**TASK DATA**
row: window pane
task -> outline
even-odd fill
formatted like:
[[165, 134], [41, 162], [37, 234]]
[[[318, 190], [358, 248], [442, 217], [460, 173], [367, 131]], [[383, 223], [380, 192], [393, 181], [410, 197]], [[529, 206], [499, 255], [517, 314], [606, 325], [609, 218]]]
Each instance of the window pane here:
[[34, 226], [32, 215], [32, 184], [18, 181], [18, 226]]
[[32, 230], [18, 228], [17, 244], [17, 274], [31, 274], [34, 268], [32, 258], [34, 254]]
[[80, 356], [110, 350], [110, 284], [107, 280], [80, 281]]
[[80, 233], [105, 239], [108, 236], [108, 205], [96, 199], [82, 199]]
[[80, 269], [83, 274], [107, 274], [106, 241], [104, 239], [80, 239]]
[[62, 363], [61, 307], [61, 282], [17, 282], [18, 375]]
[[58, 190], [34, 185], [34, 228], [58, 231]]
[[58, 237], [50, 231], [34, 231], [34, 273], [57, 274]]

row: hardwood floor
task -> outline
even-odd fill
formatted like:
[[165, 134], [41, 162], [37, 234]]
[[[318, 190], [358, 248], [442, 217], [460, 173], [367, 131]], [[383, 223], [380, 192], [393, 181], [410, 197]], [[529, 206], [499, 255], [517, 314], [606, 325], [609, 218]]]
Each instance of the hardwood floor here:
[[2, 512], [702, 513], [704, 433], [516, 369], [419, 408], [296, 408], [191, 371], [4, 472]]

---

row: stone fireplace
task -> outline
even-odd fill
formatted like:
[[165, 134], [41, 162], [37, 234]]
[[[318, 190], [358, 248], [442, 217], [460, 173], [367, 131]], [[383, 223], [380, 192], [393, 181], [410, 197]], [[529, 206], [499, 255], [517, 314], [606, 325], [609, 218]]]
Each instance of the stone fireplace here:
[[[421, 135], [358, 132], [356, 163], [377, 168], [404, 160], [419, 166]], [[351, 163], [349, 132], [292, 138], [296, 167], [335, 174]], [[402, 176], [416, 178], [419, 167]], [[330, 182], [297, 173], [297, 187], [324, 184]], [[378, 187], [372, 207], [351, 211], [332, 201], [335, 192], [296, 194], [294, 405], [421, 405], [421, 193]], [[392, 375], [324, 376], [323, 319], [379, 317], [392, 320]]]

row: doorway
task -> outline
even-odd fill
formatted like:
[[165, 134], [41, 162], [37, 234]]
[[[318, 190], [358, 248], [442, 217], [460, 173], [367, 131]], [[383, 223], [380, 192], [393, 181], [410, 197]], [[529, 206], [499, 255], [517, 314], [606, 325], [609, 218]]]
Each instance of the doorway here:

**WRITTEN EXERCISE**
Repeat the data lines starting at the line that contains "row: window pane" and ending at the line that contains "[[62, 363], [61, 307], [61, 282], [17, 282], [18, 375]]", with both of those lines included.

**ANSWER IN FULL**
row: window pane
task -> outline
even-odd fill
formatted like:
[[165, 134], [41, 162], [37, 234]]
[[[318, 190], [358, 248], [442, 217], [460, 173], [367, 131]], [[383, 223], [380, 192], [393, 181], [410, 197]], [[529, 206], [499, 255], [517, 314], [606, 325], [609, 218]]]
Each instance of the window pane here:
[[34, 226], [32, 215], [32, 184], [18, 181], [18, 226]]
[[32, 230], [18, 228], [17, 244], [17, 274], [31, 274], [34, 268], [32, 258], [34, 254]]
[[80, 356], [110, 350], [110, 284], [107, 280], [80, 281]]
[[80, 233], [105, 239], [108, 236], [108, 205], [96, 199], [82, 199]]
[[80, 269], [83, 274], [107, 274], [106, 241], [104, 239], [80, 239]]
[[62, 363], [61, 307], [61, 282], [17, 282], [18, 375]]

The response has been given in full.